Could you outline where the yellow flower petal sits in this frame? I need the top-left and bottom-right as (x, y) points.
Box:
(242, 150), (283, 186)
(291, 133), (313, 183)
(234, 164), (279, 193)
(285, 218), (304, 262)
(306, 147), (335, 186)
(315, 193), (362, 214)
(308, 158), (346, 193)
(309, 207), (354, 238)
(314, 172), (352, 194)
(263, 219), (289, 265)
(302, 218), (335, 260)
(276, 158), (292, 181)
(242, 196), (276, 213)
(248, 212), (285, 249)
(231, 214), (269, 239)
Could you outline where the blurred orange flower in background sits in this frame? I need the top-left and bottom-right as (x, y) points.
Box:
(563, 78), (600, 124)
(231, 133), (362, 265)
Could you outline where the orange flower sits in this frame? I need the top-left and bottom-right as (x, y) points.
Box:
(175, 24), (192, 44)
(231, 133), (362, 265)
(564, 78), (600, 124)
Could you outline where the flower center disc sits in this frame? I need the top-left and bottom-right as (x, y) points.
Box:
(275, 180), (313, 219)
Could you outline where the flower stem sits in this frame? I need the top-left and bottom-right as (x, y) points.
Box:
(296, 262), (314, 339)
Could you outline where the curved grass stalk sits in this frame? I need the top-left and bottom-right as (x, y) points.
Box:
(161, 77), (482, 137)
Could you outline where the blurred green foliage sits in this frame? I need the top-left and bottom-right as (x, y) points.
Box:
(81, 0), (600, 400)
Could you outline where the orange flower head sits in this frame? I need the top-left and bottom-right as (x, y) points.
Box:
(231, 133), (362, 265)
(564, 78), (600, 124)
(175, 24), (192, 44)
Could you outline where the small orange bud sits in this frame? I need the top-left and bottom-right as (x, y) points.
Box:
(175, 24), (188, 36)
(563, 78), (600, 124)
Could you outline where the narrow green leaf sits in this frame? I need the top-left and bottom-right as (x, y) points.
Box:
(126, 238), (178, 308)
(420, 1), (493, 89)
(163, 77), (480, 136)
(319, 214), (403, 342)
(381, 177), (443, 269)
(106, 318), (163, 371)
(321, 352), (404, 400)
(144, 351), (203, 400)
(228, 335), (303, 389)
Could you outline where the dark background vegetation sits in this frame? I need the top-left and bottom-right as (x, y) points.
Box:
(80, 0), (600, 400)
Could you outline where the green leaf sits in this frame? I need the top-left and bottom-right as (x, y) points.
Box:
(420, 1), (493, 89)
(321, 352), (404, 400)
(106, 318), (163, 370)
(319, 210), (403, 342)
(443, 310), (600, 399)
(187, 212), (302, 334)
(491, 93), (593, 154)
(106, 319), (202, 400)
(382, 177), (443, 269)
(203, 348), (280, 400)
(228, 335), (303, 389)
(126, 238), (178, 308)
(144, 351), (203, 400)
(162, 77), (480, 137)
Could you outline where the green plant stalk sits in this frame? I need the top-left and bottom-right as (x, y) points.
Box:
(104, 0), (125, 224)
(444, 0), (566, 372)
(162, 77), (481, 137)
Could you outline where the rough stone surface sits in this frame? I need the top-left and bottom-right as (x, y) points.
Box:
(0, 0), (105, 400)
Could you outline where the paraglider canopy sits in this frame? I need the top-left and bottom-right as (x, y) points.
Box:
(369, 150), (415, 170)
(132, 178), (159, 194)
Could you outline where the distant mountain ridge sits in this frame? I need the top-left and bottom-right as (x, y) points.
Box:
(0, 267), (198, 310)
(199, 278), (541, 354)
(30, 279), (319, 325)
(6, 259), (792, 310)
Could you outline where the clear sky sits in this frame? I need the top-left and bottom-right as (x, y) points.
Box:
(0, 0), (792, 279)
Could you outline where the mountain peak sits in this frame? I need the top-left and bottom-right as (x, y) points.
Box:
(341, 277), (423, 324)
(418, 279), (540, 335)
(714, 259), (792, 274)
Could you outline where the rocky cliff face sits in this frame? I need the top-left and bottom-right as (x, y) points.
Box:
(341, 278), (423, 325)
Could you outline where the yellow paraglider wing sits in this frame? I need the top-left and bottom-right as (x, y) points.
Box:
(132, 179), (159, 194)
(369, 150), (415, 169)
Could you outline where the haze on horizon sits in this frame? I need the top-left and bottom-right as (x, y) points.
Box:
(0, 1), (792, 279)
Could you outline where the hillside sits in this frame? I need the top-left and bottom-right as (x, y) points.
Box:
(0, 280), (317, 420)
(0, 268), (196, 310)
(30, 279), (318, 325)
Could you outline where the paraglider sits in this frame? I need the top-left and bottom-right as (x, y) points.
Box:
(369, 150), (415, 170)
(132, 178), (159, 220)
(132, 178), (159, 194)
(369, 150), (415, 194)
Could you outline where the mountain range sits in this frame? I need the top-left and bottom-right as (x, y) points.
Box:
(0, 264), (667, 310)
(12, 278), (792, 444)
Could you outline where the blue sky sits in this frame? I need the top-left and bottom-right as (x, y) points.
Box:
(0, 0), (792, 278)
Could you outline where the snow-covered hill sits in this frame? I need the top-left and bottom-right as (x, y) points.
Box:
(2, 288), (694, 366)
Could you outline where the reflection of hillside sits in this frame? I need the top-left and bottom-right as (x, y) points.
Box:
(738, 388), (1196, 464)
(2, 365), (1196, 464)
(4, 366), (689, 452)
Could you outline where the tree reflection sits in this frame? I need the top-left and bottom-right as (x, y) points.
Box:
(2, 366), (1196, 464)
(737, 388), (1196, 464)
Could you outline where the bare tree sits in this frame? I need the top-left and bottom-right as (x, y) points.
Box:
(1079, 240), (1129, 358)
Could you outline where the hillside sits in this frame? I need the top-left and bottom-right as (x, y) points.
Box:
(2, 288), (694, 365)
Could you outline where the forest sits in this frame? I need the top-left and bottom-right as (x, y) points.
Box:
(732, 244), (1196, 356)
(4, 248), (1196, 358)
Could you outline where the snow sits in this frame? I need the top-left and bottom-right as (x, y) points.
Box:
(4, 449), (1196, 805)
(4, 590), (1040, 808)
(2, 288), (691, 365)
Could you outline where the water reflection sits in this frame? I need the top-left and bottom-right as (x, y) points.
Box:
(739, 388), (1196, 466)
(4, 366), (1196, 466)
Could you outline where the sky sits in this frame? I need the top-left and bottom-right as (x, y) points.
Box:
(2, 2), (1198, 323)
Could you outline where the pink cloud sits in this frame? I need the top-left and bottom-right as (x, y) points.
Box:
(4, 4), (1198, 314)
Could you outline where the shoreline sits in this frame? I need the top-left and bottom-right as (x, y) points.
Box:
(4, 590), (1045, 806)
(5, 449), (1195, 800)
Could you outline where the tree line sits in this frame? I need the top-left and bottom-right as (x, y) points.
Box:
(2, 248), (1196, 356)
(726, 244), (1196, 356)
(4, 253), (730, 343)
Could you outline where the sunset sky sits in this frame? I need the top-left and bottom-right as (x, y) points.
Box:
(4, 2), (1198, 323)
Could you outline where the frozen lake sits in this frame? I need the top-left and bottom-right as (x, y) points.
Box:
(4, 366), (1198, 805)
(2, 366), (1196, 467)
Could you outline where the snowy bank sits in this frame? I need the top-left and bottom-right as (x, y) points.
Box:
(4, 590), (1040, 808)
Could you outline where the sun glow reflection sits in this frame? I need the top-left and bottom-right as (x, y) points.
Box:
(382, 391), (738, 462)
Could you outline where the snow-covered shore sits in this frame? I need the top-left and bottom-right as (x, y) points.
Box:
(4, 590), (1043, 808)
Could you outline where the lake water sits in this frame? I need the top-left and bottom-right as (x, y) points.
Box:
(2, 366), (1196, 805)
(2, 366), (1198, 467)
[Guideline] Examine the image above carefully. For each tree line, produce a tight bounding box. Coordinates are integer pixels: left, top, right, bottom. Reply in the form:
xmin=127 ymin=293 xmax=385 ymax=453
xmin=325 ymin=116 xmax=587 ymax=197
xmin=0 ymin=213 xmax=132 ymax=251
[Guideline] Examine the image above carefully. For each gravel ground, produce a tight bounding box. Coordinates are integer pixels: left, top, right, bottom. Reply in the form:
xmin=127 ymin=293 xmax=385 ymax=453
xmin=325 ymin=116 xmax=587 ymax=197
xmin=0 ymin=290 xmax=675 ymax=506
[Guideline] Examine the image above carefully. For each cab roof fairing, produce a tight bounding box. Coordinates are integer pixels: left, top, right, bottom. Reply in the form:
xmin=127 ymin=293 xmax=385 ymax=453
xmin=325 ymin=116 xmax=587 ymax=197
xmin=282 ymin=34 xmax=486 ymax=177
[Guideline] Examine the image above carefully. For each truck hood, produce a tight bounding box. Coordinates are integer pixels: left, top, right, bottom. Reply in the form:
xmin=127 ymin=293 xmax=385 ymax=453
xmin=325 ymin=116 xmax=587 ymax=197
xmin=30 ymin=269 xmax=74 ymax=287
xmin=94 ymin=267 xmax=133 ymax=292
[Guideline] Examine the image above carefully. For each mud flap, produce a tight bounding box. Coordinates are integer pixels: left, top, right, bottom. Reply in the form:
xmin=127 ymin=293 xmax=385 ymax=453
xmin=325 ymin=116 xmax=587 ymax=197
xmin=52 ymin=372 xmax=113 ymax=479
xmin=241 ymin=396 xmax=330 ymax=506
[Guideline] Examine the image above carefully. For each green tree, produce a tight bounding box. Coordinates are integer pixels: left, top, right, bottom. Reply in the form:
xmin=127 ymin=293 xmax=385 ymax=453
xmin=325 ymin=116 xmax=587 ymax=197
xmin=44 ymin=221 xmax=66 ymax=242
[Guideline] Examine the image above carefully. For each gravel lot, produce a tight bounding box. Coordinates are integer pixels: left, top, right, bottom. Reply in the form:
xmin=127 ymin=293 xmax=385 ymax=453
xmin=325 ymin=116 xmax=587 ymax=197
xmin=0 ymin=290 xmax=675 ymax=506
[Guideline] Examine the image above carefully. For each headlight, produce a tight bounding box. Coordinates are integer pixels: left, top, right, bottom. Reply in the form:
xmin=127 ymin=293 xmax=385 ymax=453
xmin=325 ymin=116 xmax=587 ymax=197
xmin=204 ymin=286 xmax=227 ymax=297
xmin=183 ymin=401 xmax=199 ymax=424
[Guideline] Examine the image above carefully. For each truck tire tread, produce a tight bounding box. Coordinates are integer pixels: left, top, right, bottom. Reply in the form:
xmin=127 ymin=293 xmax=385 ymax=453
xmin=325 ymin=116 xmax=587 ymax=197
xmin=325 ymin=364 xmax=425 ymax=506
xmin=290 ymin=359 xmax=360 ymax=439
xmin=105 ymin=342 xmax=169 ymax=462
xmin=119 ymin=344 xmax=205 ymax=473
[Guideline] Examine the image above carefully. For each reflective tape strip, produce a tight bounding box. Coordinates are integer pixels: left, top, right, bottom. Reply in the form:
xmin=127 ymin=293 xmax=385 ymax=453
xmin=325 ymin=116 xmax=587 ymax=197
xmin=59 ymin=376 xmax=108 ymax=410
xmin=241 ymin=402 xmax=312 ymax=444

::::::::

Starting with the line that contains "Could you outline where the blue" and going on through the line that contains "(4, 253), (730, 343)", write out those lines of the items again, requests included. Multiply every coordinate in the answers by 1.3 and round each result to a whole number, with halves rounded up.

Could you outline where the blue sky sits in this frame? I need the top-left and bottom-right as (x, y) points.
Box:
(0, 0), (1030, 361)
Could you outline where the snow-covered hill sits in this frame? I need the top-left and bottom-right as (x, y) points.
Box:
(3, 374), (902, 476)
Could you outline where the reflection of hillside sits in this frame? I need the top-left and bottom-right as (x, y) points.
Box:
(959, 504), (1555, 603)
(3, 475), (1555, 603)
(5, 476), (896, 588)
Could you outline where the tree reflection sits in this frame? I need the top-left and bottom-right as (x, y) points.
Box:
(3, 476), (1555, 603)
(958, 504), (1555, 603)
Could you outline where the bare tree sits in this frame? I need the top-left and bottom-right as (x, y) points.
Box:
(1403, 312), (1468, 465)
Could you outline where the hillside sits in this frame? I need the top-left and bottom-right as (x, y) points.
Box:
(3, 374), (902, 475)
Could you outline where the forest sits in this frame? I need the top-left and bottom-right as (x, y) points.
Box:
(952, 317), (1555, 463)
(5, 322), (1555, 465)
Could you outline where the snow sits in this frame? I need the top-left and bottom-right as (x, y) points.
Box:
(5, 584), (1555, 1047)
(5, 767), (1352, 1050)
(3, 374), (898, 475)
Could you outline where the water reflection sits in this frame? I need the top-left and bottom-right as (x, y) points.
Box:
(961, 504), (1555, 606)
(5, 476), (1555, 606)
Could you outline where the sky sits in this frame? I need the top-left and bottom-right as (x, y) points.
Box:
(3, 3), (1557, 420)
Could you outline where the pink cloud sits in this frame? I need the top-left and bottom-right as (x, y) points.
Box:
(5, 5), (1557, 408)
Could you outline where the shoreline sits in this frame? I need the top-left and bottom-right as (x, y) points.
Box:
(5, 767), (1359, 1048)
(7, 584), (1554, 1040)
Could you outline where the tree line sits in this frame? I need the top-left and bottom-right as (x, y) points.
Box:
(3, 322), (1555, 463)
(944, 317), (1555, 463)
(5, 329), (949, 446)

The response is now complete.